The input Block Start

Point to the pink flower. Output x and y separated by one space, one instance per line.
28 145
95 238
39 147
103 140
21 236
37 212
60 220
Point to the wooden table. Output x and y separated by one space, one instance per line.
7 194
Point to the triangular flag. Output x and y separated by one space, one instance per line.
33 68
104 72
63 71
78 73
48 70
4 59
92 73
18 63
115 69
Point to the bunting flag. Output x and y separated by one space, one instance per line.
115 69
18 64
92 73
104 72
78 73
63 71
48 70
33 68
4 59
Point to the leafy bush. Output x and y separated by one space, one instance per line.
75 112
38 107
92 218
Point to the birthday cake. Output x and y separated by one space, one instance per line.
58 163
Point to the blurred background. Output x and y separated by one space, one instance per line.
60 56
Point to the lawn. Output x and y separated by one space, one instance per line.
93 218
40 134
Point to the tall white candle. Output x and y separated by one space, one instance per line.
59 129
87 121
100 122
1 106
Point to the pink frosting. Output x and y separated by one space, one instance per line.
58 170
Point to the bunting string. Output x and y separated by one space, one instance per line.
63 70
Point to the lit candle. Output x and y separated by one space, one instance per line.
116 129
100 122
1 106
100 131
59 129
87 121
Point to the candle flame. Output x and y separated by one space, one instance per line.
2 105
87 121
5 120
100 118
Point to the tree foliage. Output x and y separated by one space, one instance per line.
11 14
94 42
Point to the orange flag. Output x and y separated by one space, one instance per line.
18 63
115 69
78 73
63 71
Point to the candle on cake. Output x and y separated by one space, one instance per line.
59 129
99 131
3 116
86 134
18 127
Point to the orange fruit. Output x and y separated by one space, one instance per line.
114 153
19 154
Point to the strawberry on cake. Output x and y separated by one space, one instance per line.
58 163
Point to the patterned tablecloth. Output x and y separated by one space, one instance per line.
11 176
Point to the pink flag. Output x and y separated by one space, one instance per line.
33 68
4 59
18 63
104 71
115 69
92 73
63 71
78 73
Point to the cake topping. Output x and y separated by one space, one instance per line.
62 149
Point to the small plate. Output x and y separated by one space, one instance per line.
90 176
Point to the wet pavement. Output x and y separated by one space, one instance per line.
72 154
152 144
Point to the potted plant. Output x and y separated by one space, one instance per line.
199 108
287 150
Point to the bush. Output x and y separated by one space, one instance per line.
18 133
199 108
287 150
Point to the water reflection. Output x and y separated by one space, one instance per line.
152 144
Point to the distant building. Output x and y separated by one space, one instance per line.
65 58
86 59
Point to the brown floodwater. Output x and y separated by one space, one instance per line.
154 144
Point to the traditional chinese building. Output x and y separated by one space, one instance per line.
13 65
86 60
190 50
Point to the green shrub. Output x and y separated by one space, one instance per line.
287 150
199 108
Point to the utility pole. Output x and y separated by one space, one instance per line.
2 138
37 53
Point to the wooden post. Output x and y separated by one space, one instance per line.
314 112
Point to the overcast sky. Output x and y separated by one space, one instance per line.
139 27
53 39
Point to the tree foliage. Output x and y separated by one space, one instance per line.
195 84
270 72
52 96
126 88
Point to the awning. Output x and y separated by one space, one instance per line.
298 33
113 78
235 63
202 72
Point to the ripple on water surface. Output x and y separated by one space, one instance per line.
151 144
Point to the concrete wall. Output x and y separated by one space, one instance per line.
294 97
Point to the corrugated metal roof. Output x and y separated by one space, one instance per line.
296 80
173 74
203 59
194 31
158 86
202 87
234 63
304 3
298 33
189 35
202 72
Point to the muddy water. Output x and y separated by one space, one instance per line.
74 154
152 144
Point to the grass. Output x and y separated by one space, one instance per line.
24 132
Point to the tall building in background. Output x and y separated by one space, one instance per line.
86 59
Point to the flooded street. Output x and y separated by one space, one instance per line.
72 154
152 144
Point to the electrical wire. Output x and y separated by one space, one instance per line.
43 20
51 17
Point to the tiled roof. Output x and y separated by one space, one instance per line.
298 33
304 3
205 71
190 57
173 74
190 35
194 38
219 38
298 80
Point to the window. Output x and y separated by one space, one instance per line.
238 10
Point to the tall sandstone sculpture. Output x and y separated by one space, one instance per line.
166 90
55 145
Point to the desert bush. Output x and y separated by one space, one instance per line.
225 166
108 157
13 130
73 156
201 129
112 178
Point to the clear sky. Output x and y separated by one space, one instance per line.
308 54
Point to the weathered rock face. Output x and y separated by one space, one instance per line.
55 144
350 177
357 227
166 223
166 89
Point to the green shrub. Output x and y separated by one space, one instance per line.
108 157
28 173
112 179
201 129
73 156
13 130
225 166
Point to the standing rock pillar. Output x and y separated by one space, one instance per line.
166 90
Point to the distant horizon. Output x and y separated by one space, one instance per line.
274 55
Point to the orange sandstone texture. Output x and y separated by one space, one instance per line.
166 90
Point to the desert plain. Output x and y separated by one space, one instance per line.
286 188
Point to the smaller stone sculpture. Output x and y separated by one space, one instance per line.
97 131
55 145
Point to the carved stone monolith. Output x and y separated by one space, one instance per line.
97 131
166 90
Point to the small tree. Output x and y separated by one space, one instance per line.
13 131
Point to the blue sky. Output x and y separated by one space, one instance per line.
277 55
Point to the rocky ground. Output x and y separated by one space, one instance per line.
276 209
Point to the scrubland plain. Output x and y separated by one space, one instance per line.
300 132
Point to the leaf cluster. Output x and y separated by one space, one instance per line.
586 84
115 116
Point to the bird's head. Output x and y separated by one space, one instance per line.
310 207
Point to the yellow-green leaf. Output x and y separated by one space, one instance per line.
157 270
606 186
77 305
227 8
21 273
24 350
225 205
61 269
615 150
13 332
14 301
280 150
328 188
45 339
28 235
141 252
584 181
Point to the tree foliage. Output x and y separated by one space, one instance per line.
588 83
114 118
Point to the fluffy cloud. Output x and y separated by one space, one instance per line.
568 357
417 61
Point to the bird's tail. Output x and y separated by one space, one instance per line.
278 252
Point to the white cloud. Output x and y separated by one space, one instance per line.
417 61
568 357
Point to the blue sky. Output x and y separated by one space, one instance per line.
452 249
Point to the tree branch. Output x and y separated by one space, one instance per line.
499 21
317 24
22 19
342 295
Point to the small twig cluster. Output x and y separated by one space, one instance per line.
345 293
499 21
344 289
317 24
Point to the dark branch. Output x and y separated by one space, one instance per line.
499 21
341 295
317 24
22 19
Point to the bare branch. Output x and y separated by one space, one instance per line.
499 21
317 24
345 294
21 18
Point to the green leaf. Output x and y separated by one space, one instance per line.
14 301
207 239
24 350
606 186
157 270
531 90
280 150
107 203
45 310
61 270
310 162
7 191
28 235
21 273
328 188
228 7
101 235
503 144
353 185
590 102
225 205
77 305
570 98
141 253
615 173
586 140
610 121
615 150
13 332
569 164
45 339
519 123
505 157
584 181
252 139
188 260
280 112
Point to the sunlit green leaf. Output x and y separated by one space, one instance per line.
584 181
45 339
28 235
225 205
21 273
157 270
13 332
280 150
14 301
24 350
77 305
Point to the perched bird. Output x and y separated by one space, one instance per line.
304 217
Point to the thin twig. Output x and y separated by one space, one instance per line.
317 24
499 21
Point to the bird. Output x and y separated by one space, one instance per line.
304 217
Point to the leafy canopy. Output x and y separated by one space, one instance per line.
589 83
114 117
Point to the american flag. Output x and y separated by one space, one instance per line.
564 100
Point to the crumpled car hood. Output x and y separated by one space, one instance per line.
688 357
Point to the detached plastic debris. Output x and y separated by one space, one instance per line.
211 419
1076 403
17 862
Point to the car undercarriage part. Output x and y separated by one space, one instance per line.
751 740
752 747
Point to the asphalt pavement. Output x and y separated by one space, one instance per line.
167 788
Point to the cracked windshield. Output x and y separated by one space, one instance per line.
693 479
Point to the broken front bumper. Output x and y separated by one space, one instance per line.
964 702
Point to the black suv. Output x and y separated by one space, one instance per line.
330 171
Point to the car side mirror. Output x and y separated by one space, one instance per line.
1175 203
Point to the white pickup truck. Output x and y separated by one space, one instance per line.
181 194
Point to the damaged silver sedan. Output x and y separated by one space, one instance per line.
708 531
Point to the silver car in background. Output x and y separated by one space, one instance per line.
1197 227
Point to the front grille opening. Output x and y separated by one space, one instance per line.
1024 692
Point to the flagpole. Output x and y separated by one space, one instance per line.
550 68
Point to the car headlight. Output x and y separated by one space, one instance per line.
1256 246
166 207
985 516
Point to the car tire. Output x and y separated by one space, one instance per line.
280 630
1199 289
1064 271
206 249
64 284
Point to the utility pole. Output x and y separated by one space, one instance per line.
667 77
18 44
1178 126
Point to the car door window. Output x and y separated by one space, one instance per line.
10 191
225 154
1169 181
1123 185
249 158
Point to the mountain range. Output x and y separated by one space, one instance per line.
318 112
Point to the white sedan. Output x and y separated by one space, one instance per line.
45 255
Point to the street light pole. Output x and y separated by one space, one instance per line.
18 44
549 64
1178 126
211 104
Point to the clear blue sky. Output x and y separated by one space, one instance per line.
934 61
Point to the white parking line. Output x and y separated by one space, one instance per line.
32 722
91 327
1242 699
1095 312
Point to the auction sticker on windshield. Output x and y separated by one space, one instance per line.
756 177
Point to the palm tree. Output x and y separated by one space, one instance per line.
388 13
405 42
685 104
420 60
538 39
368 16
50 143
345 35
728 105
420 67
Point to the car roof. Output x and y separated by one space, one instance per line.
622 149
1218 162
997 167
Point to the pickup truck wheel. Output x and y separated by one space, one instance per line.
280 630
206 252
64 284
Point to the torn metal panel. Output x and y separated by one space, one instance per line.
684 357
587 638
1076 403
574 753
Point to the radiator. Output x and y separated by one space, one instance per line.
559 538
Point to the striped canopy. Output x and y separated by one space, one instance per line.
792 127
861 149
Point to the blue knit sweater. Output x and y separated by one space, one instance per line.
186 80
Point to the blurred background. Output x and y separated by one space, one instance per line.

The input Block End

Reproduce verbatim only the lines from the one holding "Point to the clear blue" through the end of the records.

Point to the clear blue sky. Output x and y separated by one space, one instance per line.
934 61
Point to the white parking line. Output x and y separated by one space, one instance per line.
32 722
91 327
1242 699
1095 312
Point to the auction sticker on windshield. Output x and y separated by one space, one instance per line.
756 177
Point to the palm tree. Output x and y separated by one space, one instance per line.
388 13
405 42
685 104
420 60
538 39
368 16
50 143
345 35
728 105
420 67
Point to the car roof. Output x and y separated by one space, one instance per line.
622 149
1218 162
997 167
Point to the pickup truck wheel. Output x and y separated by one space, one instance per line.
280 630
206 252
64 284
Point to the torn metal panel. Output x and y separated by one space, one instance per line.
684 357
587 638
1076 403
574 753
Point to the radiator. Output x and y separated by one space, one instance per line.
559 538
Point to the striped canopy. Output x and y separated by one space, one instance per line.
792 127
861 149
Point to the blue knit sweater. Output x and y separated by one space, one instance per line.
186 80
Point to the blurred background. Output x and y separated by one space, one instance per line.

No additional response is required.